Stored data entries:
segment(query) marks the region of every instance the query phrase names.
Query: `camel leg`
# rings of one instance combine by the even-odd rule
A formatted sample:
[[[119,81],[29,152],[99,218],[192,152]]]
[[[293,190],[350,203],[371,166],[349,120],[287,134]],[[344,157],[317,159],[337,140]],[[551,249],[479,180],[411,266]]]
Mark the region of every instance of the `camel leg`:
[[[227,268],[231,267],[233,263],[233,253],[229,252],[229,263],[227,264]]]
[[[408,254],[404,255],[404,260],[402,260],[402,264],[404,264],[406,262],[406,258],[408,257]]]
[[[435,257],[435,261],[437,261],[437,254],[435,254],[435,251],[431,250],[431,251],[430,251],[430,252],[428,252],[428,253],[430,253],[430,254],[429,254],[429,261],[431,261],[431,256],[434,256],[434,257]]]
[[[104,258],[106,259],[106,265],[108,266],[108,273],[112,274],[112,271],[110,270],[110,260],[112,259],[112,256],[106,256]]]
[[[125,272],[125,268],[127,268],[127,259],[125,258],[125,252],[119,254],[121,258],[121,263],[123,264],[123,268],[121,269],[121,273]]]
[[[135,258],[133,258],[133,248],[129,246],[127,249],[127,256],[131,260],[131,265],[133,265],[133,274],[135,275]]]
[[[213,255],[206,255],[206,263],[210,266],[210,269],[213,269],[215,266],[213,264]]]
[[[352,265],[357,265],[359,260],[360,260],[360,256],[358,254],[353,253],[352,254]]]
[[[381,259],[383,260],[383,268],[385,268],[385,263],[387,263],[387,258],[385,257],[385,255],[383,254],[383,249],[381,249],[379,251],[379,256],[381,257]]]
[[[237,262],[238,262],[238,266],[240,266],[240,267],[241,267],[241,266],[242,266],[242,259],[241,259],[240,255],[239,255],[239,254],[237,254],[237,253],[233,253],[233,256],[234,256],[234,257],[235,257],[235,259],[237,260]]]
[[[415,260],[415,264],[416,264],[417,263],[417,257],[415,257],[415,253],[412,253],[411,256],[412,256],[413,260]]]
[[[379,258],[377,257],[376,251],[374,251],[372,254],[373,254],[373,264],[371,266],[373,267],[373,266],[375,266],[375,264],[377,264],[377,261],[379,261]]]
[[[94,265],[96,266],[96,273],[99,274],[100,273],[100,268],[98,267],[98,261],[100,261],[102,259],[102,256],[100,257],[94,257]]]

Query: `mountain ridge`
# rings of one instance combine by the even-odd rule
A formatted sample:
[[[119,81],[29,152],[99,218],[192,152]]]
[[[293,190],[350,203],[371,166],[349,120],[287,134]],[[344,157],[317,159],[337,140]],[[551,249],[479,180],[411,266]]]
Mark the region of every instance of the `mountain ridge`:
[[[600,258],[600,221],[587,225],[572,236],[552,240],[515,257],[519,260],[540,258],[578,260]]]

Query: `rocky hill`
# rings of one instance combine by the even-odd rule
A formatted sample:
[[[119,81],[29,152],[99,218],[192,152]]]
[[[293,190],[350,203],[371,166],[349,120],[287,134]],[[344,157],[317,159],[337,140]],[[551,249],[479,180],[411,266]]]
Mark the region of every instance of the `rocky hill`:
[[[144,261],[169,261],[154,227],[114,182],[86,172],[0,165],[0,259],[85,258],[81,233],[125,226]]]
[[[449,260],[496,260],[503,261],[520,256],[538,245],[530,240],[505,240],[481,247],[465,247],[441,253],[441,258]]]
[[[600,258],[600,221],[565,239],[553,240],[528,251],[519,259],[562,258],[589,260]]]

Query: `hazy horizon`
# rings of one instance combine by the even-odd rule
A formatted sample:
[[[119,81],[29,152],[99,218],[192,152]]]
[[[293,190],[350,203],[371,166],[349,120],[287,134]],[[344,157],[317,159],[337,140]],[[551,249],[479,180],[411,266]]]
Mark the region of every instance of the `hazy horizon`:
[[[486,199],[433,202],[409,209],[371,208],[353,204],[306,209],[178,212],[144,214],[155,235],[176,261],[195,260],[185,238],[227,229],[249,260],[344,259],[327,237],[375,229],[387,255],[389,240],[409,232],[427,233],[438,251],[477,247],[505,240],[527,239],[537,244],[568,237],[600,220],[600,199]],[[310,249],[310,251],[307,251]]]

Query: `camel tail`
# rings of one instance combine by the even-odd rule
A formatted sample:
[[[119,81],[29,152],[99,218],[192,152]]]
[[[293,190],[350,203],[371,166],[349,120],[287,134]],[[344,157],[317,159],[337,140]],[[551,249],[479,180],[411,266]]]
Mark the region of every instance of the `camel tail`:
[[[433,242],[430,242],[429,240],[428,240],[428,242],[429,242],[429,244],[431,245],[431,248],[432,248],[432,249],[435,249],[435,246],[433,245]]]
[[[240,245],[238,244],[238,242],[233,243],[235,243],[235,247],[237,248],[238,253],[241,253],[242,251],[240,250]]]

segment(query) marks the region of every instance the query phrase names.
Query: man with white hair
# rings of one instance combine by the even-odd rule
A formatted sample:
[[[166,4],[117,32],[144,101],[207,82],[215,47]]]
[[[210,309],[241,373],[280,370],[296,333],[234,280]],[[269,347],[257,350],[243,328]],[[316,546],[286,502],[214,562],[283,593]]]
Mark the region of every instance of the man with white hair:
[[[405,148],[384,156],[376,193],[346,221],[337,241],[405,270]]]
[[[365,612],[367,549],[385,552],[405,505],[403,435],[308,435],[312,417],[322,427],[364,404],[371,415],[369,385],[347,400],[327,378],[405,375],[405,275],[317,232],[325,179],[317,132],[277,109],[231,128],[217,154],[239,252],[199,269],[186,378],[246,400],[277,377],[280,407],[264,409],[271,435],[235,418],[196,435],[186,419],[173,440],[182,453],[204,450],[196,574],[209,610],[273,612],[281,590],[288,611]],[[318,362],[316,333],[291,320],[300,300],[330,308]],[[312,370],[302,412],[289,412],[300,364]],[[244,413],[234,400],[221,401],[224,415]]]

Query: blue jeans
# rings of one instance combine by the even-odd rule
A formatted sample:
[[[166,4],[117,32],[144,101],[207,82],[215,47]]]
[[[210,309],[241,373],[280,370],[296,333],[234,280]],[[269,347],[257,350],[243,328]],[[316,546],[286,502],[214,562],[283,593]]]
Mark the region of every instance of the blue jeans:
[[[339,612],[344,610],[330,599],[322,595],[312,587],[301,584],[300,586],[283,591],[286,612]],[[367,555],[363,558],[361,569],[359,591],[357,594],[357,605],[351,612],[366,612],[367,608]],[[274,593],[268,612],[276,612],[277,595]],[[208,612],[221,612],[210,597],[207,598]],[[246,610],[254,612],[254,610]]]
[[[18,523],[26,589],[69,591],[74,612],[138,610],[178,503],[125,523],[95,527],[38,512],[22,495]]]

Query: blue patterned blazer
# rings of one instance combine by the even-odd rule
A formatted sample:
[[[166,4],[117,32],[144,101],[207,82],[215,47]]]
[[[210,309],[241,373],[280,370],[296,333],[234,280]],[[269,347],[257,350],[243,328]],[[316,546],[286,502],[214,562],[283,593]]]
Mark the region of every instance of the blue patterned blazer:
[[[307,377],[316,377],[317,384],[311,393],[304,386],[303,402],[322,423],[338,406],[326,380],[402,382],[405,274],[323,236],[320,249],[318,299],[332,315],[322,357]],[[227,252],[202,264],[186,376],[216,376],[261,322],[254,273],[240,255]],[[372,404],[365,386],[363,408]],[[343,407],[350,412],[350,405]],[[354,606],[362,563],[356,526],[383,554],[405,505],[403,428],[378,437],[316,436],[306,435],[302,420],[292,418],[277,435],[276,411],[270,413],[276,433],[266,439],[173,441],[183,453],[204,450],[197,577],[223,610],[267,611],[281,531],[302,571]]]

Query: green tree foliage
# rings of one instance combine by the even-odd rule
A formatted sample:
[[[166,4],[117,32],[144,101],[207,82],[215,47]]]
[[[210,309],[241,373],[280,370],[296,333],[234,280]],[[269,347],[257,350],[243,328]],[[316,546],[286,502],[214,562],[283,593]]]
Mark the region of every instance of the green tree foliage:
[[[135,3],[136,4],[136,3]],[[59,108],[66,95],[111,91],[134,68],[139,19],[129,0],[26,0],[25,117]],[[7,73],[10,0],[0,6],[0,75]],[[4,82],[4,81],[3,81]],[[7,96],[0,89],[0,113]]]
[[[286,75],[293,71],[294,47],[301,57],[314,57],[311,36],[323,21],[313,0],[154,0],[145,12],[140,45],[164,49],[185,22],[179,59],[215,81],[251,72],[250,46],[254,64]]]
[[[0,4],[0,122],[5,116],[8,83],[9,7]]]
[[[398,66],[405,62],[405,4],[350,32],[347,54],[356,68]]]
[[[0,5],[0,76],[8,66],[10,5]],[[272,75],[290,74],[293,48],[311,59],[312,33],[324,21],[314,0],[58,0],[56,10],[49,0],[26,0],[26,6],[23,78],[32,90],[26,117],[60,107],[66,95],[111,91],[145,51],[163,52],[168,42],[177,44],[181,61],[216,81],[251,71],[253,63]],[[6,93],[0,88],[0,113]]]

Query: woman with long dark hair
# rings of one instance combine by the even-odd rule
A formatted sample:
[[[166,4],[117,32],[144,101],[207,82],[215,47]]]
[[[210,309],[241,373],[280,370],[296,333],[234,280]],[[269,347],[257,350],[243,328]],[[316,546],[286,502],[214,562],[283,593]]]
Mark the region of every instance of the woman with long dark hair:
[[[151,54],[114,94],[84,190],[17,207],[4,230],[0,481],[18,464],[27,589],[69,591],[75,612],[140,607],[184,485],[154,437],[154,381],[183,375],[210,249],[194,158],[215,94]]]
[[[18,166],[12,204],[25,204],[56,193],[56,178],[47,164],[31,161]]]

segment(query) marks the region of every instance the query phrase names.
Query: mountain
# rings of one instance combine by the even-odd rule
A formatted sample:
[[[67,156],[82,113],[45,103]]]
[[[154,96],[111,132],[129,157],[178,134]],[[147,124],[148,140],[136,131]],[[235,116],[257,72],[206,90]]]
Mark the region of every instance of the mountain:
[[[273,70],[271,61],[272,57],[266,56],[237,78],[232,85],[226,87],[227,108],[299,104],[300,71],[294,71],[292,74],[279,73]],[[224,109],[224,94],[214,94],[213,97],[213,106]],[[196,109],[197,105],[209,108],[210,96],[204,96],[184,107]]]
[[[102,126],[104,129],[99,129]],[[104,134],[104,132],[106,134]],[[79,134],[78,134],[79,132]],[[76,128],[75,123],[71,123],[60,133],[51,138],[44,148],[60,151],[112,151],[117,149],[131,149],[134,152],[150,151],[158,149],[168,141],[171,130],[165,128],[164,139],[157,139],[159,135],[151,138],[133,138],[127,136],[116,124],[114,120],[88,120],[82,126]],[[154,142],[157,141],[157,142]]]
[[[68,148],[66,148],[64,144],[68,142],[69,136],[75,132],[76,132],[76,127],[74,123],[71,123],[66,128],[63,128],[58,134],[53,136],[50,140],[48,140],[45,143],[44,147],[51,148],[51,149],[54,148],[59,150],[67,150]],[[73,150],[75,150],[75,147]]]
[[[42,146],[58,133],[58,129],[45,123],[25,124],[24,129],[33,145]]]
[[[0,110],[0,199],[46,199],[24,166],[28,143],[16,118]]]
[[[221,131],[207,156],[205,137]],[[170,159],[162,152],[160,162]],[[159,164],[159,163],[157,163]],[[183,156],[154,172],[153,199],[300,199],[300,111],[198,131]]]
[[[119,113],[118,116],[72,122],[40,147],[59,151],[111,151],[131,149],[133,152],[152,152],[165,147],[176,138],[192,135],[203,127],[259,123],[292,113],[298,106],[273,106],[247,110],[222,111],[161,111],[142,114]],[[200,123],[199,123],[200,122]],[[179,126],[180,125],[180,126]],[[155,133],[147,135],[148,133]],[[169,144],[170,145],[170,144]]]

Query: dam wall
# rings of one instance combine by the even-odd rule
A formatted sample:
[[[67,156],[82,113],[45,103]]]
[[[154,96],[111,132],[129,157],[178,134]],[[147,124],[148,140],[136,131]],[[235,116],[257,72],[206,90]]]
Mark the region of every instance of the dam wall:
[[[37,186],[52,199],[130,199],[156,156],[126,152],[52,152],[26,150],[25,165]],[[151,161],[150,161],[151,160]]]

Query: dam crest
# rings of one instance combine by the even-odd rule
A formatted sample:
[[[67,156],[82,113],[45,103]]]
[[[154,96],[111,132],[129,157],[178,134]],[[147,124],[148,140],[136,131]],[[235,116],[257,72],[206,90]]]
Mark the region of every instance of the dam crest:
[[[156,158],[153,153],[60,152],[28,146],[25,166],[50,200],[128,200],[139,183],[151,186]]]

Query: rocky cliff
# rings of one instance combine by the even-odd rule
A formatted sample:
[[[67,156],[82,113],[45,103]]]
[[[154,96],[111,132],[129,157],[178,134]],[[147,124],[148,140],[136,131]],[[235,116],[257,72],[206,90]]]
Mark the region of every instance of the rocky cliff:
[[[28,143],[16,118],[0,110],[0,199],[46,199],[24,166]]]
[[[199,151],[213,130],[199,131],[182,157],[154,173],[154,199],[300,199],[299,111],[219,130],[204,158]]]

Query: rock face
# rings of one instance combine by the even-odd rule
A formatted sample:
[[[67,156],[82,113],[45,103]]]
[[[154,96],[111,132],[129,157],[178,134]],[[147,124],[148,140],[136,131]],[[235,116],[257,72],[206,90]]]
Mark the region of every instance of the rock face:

#### DIRECTIONS
State, as a bare number, how many lines of the records above include "face".

#### EXERCISE RESULT
2